* start SOURCE DOCUMENT *
Figure 4 illustrates the Task class and its relationships with other classes. Arrows marked with ‘o’ denote optional properties (or zero cardinality), meaning the associated class values are not always required and can be left blank if the information is unavailable. The Task class is linked to Material, Material Shape, Method, and Time Interval through appropriate object properties with zero cardinality restrictions. It also connects to the Task Objective, Participant, and Model classes, where at least one value must be provided. The Participant concept encompasses two critical aspects of participation. The first one is the Agent. An agent is not necessarily a human and is responsible for an activity to take place. It can be considered the driver of the process. Meanwhile, the Tool includes everything that helps an agent perform the activity. This can be equipment, a device, or a piece of software. Based on purpose, the Task concept can be further specified as either Research Task or Use Case, as shown by the subclass relation.

Figure 5 represents the central simulation components, described at the start of the results section, and extends the Model class to show its relationships with other concepts.

Model view: Shows the different concepts in the Onto-MS. Colored boxes represent the concepts imported from other ontologies, while uncolored boxes are native to Onto-MS. EMMO OSMO/MODA. MUSICODE Onto-MS. While the color of the arrow signifies object property or subclass relationship.
* end SOURCE DOCUMENT *
* start GIVEN ENTRIES *
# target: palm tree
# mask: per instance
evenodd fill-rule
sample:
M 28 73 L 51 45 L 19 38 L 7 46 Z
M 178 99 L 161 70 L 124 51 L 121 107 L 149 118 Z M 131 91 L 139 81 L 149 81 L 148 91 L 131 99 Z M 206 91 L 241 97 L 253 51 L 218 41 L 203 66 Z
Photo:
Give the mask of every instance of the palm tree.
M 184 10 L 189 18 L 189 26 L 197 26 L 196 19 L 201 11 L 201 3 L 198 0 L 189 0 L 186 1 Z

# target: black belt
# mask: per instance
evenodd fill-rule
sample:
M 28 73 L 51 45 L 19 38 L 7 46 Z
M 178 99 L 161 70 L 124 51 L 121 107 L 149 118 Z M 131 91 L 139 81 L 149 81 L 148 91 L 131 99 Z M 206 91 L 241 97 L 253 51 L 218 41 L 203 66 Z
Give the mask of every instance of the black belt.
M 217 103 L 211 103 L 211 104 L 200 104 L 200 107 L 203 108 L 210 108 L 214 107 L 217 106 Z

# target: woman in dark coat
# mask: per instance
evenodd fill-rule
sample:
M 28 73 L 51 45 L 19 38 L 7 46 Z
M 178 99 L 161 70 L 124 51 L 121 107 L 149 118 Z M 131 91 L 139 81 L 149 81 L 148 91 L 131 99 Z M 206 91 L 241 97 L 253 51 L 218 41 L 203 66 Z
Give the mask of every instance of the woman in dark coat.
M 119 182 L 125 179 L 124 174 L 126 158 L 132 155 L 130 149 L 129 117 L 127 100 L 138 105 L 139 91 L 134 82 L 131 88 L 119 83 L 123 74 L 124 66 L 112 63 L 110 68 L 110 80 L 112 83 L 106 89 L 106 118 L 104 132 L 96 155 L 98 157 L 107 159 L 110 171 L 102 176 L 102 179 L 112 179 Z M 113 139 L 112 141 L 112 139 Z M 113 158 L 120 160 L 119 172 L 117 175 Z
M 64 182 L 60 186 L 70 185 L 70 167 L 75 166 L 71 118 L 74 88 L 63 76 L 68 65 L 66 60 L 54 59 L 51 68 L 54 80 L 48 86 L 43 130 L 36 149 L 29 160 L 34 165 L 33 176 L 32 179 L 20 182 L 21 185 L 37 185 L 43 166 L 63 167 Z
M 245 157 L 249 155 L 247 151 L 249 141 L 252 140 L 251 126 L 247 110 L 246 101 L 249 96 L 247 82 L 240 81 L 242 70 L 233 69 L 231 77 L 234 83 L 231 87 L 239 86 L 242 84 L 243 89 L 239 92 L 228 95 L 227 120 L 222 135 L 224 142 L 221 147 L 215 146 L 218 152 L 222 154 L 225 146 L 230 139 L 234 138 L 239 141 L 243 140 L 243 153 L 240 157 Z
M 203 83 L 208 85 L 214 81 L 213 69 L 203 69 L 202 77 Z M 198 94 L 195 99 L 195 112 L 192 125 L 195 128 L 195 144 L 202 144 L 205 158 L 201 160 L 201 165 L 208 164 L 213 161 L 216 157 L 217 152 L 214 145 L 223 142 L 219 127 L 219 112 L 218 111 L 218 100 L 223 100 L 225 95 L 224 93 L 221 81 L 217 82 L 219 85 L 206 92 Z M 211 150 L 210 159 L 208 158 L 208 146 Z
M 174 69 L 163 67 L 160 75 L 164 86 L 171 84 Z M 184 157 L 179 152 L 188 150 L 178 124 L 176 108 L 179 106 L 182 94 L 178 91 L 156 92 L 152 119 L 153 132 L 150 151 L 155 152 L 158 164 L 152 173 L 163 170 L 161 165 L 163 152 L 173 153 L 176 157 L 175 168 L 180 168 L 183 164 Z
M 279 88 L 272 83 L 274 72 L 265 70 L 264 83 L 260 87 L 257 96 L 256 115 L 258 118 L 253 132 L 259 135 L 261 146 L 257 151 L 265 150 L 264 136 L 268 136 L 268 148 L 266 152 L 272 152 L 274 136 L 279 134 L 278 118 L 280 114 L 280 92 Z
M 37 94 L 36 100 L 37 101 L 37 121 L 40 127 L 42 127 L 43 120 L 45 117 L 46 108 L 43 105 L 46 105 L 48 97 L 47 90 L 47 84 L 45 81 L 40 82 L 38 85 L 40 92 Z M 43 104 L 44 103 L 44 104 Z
* end GIVEN ENTRIES *
◆ **STATED TASK 1**:
According to the text on the Task class, which classes linked to Task require at least one value?
◆ **STATED TASK 2**:
Reproduce the passage of the Task class text from "Figure 5 represents" to "with other concepts." word for word.

◆ **WRITTEN ANSWER 1**:
Task Objective, Participant, and Model.

◆ **WRITTEN ANSWER 2**:
Figure 5 represents the central simulation components, described at the start of the results section, and extends the Model class to show its relationships with other concepts.